• _Passage provided_
44 patients with treated open-angle underwent diurnal IOP assessment (mean of two readings) using Goldmann tonometry in the seated position every two hours from 0800 to 2000 on five different days (day 0, 1 week later, and 1, 6 and 12 months later). Peak IOP was defined as the highest of the 35 Goldmann values across 5 visits and 7 time points per visit throughout the year. Pneumotonometry in the supine position (measured five minutes after supine positioning) was assessed on one of the study visits (mean of two readings). Regression analysis was employed to assess the relationship between supine pneumotonometric IOP and peak Goldmann IOP. Right eye data is presented.

• _Task directions_
Repeat the passage on glaucoma pressure measurement word for word, from "44 patients with" to "data is presented.".

• _Dataset_
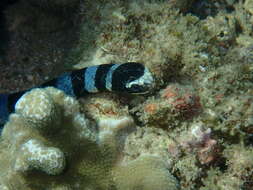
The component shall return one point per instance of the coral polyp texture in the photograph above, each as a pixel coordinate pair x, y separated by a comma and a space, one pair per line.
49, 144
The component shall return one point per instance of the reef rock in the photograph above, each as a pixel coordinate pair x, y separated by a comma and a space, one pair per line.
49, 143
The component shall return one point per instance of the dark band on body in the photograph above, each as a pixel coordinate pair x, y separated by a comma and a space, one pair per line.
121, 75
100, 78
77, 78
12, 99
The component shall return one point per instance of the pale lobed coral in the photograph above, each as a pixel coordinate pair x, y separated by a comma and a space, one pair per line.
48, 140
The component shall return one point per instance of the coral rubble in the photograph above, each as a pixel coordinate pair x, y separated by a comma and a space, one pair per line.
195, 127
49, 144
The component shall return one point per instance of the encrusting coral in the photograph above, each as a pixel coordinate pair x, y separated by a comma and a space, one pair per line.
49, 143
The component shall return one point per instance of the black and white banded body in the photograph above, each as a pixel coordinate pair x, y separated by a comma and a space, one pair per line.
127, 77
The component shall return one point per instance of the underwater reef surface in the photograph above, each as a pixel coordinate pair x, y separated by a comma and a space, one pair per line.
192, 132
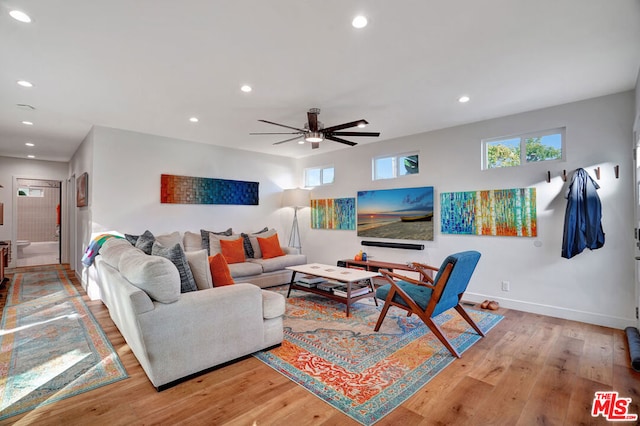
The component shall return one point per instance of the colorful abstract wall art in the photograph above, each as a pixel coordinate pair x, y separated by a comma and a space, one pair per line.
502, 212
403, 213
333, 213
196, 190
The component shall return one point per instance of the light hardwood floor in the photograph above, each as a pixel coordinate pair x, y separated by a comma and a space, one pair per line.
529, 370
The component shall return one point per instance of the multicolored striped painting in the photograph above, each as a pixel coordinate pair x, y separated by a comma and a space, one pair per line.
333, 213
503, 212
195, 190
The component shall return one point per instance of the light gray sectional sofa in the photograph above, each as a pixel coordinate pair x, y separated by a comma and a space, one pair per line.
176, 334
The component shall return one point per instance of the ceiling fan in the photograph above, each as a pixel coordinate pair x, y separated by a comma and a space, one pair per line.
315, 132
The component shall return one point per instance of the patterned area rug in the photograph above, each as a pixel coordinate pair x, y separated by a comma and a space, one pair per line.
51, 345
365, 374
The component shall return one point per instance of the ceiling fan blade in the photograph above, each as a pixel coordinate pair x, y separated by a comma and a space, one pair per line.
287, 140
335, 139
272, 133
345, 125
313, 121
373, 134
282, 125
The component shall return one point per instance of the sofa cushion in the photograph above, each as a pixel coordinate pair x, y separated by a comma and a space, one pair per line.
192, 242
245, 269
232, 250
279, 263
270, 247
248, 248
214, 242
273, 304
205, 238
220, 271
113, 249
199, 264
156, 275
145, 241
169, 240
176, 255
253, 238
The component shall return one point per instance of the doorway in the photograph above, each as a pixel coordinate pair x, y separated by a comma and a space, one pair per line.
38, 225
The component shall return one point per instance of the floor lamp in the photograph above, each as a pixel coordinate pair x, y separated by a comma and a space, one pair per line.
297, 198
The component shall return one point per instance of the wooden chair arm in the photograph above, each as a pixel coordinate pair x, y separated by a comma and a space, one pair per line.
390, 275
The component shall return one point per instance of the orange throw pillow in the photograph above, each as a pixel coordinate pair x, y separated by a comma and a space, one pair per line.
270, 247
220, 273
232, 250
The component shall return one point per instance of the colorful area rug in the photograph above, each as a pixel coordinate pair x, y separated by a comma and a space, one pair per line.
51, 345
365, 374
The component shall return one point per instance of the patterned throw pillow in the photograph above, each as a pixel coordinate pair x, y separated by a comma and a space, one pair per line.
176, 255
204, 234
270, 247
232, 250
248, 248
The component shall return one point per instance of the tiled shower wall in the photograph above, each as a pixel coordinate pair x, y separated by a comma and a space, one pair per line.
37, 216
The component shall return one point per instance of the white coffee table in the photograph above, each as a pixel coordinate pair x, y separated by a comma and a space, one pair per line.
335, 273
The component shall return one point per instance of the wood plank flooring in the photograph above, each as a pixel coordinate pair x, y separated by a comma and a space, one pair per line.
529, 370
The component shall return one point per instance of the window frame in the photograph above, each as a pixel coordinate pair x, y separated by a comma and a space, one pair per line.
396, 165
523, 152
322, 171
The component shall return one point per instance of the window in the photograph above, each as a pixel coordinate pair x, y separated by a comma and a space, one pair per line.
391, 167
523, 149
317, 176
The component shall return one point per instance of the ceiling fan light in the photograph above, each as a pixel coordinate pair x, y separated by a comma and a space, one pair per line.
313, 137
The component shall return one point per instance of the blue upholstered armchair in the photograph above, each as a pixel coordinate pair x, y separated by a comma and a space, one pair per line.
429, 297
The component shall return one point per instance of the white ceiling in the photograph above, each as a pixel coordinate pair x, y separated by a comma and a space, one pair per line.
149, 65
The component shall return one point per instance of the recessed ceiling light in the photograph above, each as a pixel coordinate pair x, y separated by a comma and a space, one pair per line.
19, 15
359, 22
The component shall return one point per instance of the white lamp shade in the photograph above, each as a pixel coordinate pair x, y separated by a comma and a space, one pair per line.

• _Task response_
44 patients with treated open-angle underwent diurnal IOP assessment (mean of two readings) using Goldmann tonometry in the seated position every two hours from 0800 to 2000 on five different days (day 0, 1 week later, and 1, 6 and 12 months later). Peak IOP was defined as the highest of the 35 Goldmann values across 5 visits and 7 time points per visit throughout the year. Pneumotonometry in the supine position (measured five minutes after supine positioning) was assessed on one of the study visits (mean of two readings). Regression analysis was employed to assess the relationship between supine pneumotonometric IOP and peak Goldmann IOP. Right eye data is presented.